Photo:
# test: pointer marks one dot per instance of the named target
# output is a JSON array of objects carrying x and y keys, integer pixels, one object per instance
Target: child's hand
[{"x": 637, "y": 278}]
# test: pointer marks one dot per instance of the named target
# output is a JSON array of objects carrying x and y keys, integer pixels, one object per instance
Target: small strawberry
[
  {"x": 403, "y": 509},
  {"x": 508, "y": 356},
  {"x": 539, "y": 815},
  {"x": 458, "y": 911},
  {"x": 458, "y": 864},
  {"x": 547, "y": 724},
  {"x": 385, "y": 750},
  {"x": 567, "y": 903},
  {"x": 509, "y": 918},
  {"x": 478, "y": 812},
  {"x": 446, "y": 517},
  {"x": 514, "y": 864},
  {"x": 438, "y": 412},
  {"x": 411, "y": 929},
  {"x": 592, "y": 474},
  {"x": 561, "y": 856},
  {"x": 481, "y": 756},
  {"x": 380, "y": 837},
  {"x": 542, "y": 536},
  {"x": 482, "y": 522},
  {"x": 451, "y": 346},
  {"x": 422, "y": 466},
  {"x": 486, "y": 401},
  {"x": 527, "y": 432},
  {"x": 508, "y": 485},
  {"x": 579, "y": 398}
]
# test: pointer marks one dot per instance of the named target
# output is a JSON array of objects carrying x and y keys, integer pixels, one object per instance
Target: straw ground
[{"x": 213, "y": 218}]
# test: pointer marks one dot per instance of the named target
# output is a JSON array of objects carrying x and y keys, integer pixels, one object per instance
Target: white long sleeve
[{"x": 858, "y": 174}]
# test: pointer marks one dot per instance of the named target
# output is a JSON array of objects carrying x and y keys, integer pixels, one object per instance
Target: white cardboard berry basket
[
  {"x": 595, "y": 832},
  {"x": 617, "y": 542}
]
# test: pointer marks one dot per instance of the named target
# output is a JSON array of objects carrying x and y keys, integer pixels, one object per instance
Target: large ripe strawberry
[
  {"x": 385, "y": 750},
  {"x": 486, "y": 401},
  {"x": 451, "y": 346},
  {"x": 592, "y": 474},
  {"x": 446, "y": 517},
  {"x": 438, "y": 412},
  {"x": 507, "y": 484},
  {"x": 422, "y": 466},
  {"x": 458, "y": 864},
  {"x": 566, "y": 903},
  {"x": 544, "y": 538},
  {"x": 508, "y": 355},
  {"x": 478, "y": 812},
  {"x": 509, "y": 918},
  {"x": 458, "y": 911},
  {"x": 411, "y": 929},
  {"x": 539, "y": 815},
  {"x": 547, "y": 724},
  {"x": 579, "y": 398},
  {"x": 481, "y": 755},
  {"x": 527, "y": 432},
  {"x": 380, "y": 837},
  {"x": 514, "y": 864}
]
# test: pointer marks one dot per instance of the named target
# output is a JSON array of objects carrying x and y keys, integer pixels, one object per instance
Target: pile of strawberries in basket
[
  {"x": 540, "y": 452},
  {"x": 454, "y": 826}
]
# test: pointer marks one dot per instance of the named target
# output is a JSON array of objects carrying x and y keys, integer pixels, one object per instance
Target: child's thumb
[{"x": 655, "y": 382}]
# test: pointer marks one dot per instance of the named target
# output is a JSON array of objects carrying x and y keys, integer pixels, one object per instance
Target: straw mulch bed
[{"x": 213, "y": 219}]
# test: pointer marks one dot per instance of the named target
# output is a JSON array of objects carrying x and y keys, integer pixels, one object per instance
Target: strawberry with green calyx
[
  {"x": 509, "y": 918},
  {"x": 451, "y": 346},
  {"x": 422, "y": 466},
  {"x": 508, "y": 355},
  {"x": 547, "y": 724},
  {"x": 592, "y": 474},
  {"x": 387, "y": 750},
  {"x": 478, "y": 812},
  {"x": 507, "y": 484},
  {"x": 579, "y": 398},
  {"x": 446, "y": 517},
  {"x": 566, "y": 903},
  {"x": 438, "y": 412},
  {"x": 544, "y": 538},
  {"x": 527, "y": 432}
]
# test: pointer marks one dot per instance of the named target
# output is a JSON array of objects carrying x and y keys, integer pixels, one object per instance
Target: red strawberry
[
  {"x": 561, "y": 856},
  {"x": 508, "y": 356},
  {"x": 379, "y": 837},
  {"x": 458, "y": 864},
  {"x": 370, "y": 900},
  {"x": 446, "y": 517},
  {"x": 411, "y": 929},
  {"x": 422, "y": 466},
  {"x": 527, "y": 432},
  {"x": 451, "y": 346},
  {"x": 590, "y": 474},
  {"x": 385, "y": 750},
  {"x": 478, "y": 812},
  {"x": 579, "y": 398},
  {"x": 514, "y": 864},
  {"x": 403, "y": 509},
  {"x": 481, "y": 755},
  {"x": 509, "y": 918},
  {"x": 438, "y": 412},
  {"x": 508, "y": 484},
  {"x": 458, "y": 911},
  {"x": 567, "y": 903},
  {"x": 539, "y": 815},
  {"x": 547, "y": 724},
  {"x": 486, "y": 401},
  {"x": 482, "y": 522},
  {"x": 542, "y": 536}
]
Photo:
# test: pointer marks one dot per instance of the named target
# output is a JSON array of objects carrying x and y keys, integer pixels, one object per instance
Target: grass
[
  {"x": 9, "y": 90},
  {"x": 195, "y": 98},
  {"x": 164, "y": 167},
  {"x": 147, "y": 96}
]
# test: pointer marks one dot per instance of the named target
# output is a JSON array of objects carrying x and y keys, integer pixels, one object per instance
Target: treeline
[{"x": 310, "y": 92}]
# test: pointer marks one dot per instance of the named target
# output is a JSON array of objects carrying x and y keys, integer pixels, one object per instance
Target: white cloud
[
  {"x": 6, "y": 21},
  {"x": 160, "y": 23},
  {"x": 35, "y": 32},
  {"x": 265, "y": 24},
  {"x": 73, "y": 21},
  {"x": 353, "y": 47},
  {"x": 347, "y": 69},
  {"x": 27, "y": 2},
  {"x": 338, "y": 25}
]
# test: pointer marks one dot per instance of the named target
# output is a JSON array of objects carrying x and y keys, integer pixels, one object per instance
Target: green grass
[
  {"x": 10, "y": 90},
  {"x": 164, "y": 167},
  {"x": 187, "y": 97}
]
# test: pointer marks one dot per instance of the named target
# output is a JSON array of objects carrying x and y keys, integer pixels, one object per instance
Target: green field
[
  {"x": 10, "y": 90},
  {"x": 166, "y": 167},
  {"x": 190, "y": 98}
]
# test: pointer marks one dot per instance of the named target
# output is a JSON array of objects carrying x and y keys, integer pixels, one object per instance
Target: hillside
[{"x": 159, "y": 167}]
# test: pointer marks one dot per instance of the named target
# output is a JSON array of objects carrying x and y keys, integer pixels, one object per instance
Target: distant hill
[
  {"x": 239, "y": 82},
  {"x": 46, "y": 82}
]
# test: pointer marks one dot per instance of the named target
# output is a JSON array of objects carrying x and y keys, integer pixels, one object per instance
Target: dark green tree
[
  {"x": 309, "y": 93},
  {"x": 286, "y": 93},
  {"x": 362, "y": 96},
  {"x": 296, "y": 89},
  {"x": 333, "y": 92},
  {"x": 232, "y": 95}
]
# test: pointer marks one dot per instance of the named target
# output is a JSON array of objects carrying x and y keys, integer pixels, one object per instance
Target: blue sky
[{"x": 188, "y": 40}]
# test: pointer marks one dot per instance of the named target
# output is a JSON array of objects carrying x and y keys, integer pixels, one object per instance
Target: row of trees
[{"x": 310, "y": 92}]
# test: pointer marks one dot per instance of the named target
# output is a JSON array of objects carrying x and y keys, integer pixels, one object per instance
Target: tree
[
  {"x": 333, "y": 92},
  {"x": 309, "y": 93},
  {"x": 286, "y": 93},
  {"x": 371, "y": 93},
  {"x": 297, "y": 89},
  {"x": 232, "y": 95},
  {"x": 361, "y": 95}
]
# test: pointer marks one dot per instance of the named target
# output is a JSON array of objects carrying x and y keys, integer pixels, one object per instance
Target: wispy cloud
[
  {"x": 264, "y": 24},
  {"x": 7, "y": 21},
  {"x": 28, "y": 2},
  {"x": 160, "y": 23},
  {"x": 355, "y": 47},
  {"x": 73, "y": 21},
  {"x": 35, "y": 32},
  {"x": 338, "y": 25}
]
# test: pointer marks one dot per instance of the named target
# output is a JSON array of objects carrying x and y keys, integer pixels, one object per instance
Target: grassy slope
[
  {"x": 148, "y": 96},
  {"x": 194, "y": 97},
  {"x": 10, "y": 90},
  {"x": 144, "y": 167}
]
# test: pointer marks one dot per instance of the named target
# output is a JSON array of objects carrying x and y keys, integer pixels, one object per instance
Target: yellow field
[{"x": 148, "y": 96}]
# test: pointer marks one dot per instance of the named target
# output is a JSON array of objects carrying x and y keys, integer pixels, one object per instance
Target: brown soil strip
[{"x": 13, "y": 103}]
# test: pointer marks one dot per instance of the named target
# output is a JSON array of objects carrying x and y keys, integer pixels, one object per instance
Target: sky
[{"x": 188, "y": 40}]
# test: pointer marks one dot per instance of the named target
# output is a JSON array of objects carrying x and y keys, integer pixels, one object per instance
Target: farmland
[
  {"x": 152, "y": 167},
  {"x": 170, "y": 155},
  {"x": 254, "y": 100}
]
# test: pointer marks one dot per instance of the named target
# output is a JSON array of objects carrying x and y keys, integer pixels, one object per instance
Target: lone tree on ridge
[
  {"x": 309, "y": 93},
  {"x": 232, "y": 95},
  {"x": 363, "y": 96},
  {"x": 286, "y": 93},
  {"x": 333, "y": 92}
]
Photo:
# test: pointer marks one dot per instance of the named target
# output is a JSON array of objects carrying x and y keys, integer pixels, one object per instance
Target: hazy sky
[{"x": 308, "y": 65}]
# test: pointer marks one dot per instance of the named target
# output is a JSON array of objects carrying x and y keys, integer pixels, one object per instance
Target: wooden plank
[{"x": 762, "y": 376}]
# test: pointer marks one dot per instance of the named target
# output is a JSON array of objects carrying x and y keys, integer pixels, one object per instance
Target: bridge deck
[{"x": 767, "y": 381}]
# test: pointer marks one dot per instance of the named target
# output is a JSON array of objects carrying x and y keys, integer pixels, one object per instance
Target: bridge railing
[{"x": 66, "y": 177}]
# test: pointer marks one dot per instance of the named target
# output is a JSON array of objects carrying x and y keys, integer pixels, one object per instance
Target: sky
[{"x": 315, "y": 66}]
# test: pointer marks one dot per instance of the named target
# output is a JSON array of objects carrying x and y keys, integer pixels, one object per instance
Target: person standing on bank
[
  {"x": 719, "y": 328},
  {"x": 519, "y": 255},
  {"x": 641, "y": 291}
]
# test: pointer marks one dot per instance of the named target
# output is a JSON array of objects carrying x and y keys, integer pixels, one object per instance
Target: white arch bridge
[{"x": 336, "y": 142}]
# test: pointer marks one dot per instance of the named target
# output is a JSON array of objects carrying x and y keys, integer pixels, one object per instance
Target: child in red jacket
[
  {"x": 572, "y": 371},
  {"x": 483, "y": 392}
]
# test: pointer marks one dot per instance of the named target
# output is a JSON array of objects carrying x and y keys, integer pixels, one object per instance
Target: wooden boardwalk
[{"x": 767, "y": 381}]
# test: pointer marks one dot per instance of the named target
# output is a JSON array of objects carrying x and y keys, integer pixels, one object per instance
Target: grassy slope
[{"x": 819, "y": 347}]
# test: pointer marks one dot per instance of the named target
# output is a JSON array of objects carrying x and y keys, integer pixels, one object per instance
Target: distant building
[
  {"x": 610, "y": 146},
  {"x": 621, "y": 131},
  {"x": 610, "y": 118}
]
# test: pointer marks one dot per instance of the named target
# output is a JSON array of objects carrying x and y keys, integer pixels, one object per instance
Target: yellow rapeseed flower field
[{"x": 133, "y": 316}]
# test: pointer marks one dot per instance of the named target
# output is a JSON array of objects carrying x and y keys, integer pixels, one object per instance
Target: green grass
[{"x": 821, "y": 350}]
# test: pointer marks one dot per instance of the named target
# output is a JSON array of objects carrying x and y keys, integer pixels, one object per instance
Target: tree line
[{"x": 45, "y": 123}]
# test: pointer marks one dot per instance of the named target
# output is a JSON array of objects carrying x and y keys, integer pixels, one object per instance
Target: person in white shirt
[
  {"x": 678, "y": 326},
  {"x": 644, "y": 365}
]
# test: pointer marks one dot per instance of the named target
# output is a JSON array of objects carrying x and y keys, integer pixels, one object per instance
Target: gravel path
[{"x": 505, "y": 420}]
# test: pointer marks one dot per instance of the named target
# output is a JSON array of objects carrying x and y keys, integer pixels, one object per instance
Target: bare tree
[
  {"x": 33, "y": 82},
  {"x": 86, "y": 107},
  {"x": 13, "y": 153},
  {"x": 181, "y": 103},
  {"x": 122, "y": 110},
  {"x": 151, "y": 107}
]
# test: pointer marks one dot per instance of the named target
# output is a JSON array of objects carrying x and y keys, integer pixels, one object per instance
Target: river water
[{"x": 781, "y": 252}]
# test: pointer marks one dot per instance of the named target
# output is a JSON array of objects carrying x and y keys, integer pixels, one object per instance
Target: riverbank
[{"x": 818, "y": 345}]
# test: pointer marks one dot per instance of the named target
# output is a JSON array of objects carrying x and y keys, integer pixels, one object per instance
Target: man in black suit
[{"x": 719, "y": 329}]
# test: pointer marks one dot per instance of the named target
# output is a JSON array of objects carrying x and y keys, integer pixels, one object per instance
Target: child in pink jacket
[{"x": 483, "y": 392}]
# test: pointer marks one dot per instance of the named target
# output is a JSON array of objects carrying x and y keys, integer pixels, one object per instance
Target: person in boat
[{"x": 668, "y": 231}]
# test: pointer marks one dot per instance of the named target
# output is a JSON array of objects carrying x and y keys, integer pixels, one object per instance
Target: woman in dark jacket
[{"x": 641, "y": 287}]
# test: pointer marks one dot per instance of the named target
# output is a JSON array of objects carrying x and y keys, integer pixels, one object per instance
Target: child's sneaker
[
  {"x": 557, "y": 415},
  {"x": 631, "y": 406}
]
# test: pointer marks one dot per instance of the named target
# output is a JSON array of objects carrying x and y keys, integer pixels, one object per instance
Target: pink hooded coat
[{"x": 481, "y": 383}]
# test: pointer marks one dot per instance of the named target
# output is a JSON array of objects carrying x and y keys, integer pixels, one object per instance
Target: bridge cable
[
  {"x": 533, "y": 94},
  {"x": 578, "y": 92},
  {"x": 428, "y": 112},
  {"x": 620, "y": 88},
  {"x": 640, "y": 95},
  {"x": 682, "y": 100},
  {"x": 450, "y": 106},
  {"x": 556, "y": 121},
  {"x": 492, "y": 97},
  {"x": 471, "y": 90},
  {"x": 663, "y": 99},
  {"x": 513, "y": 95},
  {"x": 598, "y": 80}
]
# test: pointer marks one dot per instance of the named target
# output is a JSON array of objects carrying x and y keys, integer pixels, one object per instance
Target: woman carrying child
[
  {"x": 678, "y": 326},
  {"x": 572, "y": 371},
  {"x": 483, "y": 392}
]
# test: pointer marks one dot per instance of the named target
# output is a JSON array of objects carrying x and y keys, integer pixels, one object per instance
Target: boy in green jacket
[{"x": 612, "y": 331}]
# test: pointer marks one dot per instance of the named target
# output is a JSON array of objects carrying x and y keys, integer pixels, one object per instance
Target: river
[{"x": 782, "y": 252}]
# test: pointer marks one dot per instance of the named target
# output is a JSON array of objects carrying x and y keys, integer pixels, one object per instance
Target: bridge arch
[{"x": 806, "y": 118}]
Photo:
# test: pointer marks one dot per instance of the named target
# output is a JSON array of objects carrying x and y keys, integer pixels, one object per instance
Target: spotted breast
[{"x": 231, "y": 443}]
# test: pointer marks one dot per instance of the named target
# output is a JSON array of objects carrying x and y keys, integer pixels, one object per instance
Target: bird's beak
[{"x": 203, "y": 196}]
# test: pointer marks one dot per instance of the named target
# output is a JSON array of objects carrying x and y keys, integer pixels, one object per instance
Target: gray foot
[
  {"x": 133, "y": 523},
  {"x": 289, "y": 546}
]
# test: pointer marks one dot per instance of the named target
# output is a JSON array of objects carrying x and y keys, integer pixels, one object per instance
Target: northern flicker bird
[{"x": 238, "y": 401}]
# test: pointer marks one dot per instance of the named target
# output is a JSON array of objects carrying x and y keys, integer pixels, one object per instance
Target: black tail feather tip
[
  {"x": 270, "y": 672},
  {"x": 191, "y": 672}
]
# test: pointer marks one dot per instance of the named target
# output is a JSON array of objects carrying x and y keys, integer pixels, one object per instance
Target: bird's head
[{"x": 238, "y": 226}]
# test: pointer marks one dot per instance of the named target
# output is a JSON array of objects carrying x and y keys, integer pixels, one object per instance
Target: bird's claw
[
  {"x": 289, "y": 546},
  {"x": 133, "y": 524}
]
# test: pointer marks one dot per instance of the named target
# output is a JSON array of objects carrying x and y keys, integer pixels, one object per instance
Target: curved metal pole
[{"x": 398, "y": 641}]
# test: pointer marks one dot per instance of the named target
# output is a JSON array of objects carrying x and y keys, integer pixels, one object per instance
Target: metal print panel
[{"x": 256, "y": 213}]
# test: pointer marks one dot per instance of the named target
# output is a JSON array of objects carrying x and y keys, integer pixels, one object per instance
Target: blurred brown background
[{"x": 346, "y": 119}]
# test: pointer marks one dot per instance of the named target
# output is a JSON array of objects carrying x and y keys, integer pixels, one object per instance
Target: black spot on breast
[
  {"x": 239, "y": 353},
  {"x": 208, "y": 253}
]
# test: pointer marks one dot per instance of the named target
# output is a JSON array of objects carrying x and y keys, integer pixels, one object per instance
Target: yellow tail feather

• WRITTEN EXERCISE:
Pick out every line of the material above that contains the string "dark", and copy each one in full. Case counts, so a line only matches if its capitalization is the same as the given string.

• SOLVED EXERCISE:
Target: dark green tree
Target: woman in dark jacket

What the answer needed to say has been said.